** start **
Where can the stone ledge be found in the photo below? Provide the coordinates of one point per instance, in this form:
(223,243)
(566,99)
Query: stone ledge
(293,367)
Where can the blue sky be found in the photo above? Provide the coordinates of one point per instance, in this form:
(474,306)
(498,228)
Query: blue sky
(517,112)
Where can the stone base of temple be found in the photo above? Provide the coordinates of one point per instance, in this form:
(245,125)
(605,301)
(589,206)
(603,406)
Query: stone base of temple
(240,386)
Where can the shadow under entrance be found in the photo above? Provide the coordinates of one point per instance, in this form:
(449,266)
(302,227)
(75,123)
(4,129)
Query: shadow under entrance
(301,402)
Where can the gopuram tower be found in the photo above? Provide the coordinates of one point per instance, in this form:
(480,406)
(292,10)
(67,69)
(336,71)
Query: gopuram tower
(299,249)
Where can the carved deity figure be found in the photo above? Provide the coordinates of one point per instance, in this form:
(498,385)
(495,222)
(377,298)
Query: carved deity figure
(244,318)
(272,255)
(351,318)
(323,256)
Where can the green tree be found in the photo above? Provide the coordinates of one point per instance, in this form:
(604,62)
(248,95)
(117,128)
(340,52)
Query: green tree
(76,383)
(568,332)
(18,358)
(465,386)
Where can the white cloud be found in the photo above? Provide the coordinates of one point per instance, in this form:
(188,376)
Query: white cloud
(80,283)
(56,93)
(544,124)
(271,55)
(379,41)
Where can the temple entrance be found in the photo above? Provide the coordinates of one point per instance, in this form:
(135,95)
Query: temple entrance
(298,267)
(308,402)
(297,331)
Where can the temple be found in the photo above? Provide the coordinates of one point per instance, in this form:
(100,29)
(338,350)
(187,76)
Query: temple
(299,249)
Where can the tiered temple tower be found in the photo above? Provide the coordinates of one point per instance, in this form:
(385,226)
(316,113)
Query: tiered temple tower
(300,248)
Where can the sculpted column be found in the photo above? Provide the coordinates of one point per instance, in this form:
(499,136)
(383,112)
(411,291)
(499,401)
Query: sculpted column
** end **
Work instructions – Reproduce everything above from the line containing "Where can the temple entrance" down to the last line of the items, keeping every line unchanged.

Result of the task –
Where can the temple entrance be found in the photo above? Provide the coordinates of one point per instance, in this form:
(135,95)
Query: temple entrance
(298,267)
(308,402)
(297,331)
Where can the temple be found in the photo above? Provide the coordinates of one point per instance, in this form:
(100,29)
(338,350)
(187,76)
Query: temple
(299,249)
Where can the tiered temple tower be found in the photo above? Provide the coordinates of one point per instance, in this form:
(385,226)
(316,113)
Query: tiered temple tower
(300,248)
Where can the sculpted column be found in the photo above? Provide the coordinates of one point per instance, in this form:
(499,136)
(383,112)
(411,291)
(499,401)
Query: sculpted column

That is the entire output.